*YOUR INSTRUCTIONS:* Reproduce the records exactly.

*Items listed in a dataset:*
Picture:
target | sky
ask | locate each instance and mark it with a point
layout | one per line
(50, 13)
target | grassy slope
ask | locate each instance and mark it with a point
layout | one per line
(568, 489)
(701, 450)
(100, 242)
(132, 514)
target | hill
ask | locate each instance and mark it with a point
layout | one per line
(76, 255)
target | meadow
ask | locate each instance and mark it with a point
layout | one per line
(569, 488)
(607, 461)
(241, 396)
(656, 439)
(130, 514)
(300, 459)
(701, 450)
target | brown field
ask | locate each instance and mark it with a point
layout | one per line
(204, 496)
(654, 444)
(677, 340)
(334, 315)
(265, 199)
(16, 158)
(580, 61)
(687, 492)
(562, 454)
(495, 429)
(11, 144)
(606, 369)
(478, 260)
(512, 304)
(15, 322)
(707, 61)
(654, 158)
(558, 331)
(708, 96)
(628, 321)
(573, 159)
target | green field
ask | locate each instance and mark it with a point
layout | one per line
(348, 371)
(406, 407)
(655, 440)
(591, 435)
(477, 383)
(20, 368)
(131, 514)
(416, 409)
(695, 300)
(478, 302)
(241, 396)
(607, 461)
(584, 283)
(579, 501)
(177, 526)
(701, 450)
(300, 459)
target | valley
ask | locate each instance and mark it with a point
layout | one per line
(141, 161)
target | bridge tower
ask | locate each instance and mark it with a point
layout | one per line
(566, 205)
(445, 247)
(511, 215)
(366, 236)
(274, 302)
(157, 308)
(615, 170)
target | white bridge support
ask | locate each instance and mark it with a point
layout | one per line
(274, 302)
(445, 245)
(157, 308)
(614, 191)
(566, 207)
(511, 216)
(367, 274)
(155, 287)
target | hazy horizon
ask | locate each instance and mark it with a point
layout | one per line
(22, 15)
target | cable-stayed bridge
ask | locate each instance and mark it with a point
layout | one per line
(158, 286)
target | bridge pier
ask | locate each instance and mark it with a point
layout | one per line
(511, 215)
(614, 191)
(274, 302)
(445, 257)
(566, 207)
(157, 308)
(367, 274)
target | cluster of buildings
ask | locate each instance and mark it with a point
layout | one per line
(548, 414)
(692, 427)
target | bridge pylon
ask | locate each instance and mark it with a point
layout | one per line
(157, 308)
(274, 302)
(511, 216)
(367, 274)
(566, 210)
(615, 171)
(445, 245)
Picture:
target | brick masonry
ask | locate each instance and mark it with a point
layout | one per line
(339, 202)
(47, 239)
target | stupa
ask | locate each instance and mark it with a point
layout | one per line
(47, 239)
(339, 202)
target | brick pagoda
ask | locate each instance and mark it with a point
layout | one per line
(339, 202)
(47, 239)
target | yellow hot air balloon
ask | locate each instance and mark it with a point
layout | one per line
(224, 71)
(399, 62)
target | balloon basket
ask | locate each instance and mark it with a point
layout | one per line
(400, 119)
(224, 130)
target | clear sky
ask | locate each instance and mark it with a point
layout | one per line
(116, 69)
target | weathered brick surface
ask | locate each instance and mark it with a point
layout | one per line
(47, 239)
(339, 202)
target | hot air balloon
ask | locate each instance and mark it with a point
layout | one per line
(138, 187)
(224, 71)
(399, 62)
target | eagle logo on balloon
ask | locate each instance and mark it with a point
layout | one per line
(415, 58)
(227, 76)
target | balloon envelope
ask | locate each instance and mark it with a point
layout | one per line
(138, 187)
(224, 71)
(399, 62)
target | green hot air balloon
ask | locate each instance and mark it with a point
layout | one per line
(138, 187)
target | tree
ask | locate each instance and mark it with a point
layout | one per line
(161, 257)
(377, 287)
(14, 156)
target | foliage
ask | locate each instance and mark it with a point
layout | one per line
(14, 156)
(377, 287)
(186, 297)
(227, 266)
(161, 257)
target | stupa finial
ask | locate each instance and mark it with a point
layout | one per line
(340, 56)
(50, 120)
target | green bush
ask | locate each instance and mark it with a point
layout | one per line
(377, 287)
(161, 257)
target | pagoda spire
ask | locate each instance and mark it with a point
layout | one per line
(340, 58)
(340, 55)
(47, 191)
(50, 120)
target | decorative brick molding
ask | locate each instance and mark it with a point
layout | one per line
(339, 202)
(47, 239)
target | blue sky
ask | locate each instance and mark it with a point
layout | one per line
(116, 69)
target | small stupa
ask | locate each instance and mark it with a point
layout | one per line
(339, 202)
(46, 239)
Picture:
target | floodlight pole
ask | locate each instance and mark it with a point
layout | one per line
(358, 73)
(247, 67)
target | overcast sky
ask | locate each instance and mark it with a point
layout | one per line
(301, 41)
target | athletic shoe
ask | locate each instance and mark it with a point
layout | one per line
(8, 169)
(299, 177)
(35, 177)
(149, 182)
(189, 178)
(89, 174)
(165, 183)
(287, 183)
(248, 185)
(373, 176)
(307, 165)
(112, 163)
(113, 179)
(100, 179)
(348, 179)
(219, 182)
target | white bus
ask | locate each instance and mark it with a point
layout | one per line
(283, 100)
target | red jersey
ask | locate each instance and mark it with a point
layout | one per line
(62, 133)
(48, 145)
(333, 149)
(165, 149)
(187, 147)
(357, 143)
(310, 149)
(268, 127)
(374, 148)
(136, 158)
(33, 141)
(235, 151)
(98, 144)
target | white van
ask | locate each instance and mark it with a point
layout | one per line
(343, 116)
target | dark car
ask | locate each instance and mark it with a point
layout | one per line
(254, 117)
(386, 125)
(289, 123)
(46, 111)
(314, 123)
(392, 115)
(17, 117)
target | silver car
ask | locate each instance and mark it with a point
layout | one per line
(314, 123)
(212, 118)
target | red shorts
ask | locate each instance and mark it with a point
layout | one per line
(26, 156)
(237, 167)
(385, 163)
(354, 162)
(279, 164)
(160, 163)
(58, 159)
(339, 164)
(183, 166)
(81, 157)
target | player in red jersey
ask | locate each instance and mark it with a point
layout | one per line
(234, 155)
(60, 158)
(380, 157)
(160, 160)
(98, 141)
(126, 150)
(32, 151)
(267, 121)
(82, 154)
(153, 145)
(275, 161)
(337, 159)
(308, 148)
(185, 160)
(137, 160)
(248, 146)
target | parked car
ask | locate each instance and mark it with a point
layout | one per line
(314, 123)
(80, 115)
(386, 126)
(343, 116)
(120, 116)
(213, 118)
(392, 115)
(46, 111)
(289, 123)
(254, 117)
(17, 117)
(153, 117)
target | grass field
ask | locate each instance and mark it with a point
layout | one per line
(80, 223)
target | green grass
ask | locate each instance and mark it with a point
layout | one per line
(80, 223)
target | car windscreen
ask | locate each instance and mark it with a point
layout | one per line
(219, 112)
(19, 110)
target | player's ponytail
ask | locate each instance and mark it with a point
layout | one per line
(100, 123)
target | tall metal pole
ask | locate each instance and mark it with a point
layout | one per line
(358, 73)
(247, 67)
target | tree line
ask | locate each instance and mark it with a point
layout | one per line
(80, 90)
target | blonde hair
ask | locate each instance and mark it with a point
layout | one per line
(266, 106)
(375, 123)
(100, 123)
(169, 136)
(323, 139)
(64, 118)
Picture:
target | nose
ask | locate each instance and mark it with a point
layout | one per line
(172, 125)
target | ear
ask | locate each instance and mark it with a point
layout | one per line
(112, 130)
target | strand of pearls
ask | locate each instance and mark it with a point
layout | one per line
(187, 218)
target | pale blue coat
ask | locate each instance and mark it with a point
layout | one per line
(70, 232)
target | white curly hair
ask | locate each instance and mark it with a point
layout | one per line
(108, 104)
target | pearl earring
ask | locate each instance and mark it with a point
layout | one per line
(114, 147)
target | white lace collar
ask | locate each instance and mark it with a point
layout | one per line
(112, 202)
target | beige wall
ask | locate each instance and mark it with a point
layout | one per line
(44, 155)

*SOLVED PROBLEM:*
Picture:
target | sky
ask | locate each instance and mark it with a point
layout | one per line
(50, 13)
target | grassy slope
ask | locate each instance and mark it with a point
layout | one per line
(568, 489)
(701, 450)
(100, 242)
(132, 514)
target | hill
ask | locate each instance and mark it with a point
layout | one per line
(76, 255)
target | meadow
ask | locate each instance and mark it with a point
layout | one per line
(569, 488)
(607, 461)
(241, 396)
(656, 439)
(130, 514)
(300, 459)
(701, 450)
target | brown field
ask | locate each instance and mark it with a point
layout | one per line
(204, 496)
(654, 444)
(677, 340)
(334, 315)
(265, 199)
(16, 158)
(580, 61)
(687, 492)
(562, 454)
(495, 429)
(11, 144)
(606, 369)
(478, 260)
(512, 304)
(15, 322)
(707, 61)
(654, 158)
(558, 331)
(708, 96)
(628, 321)
(573, 159)
target | green field
ask | locate each instance and mark it with a point
layout | one per line
(348, 371)
(406, 407)
(655, 440)
(591, 435)
(477, 383)
(20, 368)
(131, 514)
(416, 409)
(695, 300)
(478, 302)
(241, 396)
(607, 461)
(584, 283)
(579, 501)
(177, 526)
(701, 450)
(300, 459)
target | valley
ask | locate each instance and mark it with a point
layout | one per line
(141, 161)
target | bridge tower
ask | locate each instance and mark it with a point
layout | one per line
(566, 205)
(445, 247)
(511, 215)
(366, 236)
(274, 302)
(157, 308)
(615, 170)
target | white bridge support
ask | locate each instance and mark it with a point
layout | one per line
(274, 302)
(445, 245)
(157, 308)
(614, 191)
(566, 207)
(511, 216)
(367, 274)
(155, 287)
target | hazy horizon
ask | locate each instance and mark it with a point
layout | one per line
(22, 15)
target | cable-stayed bridge
ask | locate each instance and mark it with a point
layout | one per line
(158, 286)
target | bridge pier
ask | locate each instance and mark it with a point
layout | one per line
(511, 215)
(614, 191)
(274, 302)
(445, 257)
(566, 207)
(157, 308)
(367, 274)
target | cluster of buildings
ask | locate each instance and mark it with a point
layout | one per line
(548, 414)
(692, 427)
target | bridge pylon
ask | locate each instance and mark it with a point
layout | one per line
(157, 308)
(274, 302)
(511, 216)
(367, 274)
(566, 210)
(615, 171)
(445, 245)
Picture:
target | brick masonry
ask | locate each instance and mark it with a point
layout | one per line
(339, 202)
(47, 239)
target | stupa
ask | locate each instance and mark it with a point
layout | one per line
(47, 239)
(339, 202)
target | brick pagoda
ask | locate each instance and mark it with a point
layout | one per line
(339, 202)
(47, 239)
target | yellow hot air balloon
ask | locate each instance and mark it with a point
layout | one per line
(224, 71)
(399, 62)
target | balloon basket
ask | locate each instance and mark it with a point
layout | one per line
(400, 119)
(224, 130)
target | clear sky
ask | locate each instance and mark it with a point
layout | one per line
(116, 69)
target | weathered brick surface
ask | locate each instance and mark it with a point
layout | one per line
(47, 239)
(339, 202)
target | hot air balloon
ask | locate each instance and mark it with a point
layout | one per line
(138, 187)
(224, 71)
(399, 62)
target | eagle logo on balloon
ask | locate each instance and mark it with a point
layout | one per line
(415, 58)
(227, 76)
target | balloon envelope
ask | locate each instance and mark it with a point
layout | one per line
(138, 187)
(224, 71)
(399, 62)
target | green hot air balloon
ask | locate each instance and mark it with a point
layout | one per line
(138, 187)
target | tree
ask | locate each instance and mark it with a point
layout | one per line
(161, 257)
(377, 287)
(14, 156)
target | foliage
ask | locate each instance and mark it with a point
layout | one per line
(14, 156)
(377, 287)
(186, 297)
(227, 266)
(161, 257)
target | stupa finial
ask | locate each instance and mark it with a point
layout | one per line
(340, 56)
(50, 120)
target | green bush
ask | locate each instance and mark it with a point
layout | one per line
(377, 287)
(161, 257)
target | pagoda spire
ask | locate each instance and mark it with a point
layout | one per line
(340, 58)
(340, 55)
(47, 191)
(50, 120)
target | decorative brick molding
ask | locate each instance and mark it with a point
layout | one per line
(339, 202)
(47, 239)
target | blue sky
ask | locate each instance and mark it with a point
layout | one per line
(116, 69)
target | small stupa
ask | locate each instance and mark it with a point
layout | one per line
(339, 202)
(46, 239)
Picture:
target | floodlight pole
ask | locate each instance and mark it with a point
layout | one per line
(358, 73)
(247, 67)
target | overcast sky
ask | locate each instance and mark it with a point
layout | one per line
(301, 41)
target | athletic shoe
ask | locate each instance and mark it with a point
layout | one per line
(8, 169)
(299, 177)
(35, 177)
(149, 182)
(189, 178)
(89, 174)
(165, 183)
(287, 183)
(248, 185)
(373, 176)
(307, 165)
(112, 163)
(113, 179)
(100, 179)
(348, 179)
(219, 182)
target | white bus
ask | locate each instance and mark it with a point
layout | one per line
(283, 100)
target | red jersey
ask | locate each instance and mark it with a point
layout | one per line
(62, 133)
(48, 145)
(333, 149)
(165, 149)
(187, 147)
(357, 143)
(310, 149)
(268, 127)
(374, 148)
(136, 158)
(33, 141)
(235, 151)
(98, 144)
target | white van
ask | locate each instance and mark it with a point
layout | one per line
(343, 116)
target | dark car
ask | locate each instance and mark it with a point
layout | one per line
(254, 117)
(386, 125)
(289, 123)
(46, 111)
(314, 123)
(392, 115)
(17, 117)
target | silver car
ask | locate each instance and mark it with a point
layout | one per line
(314, 123)
(212, 118)
target | red shorts
ask | locate each instance and mark it with a point
layout | one per line
(26, 156)
(237, 167)
(385, 163)
(354, 162)
(279, 164)
(160, 163)
(58, 159)
(339, 164)
(183, 166)
(81, 157)
target | player in red jersey
ask | locate each instance and mark it with a point
layout | one per line
(234, 155)
(60, 158)
(380, 157)
(160, 160)
(98, 141)
(126, 150)
(32, 151)
(267, 121)
(82, 154)
(153, 145)
(275, 161)
(337, 159)
(308, 148)
(185, 160)
(137, 160)
(248, 146)
target | parked car
ask | locate each instance and mark it with a point
layout | one per line
(314, 123)
(80, 115)
(386, 126)
(343, 116)
(120, 116)
(213, 118)
(392, 115)
(46, 111)
(289, 123)
(254, 117)
(17, 117)
(153, 117)
target | grass field
ask | locate each instance and mark it with a point
layout | one per line
(80, 223)
target | green grass
ask | locate each instance and mark it with a point
layout | one per line
(80, 223)
target | car windscreen
ask | locate each instance and mark it with a point
layout | one per line
(219, 112)
(19, 110)
target | player's ponytail
ask | locate each instance and mark it with a point
layout | one per line
(100, 123)
target | tall metal pole
ask | locate each instance and mark it with a point
layout | one per line
(358, 73)
(247, 67)
target | tree line
ask | locate each instance and mark it with a point
layout | one per line
(80, 90)
target | blonde hair
ask | locate each instance and mark it with a point
layout | one per line
(266, 106)
(375, 123)
(100, 123)
(169, 136)
(323, 139)
(64, 118)
Picture:
target | nose
ask | locate each instance and mark it with a point
layout | one per line
(172, 125)
target | ear
ask | locate each instance and mark it with a point
layout | one per line
(112, 130)
target | strand of pearls
ask | locate each instance and mark it with a point
layout | one per line
(187, 218)
target | pale blue coat
ask | locate each instance and mark it with a point
layout | one per line
(70, 232)
target | white curly hair
ask | locate each instance and mark it with a point
layout | one per line
(108, 104)
target | pearl earring
ask | locate each instance and mark it with a point
layout | one per line
(114, 147)
target | white lace collar
ask | locate each instance and mark it with a point
layout | one per line
(112, 202)
target | beige wall
ask | locate each instance and mark it with a point
layout | one per line
(44, 155)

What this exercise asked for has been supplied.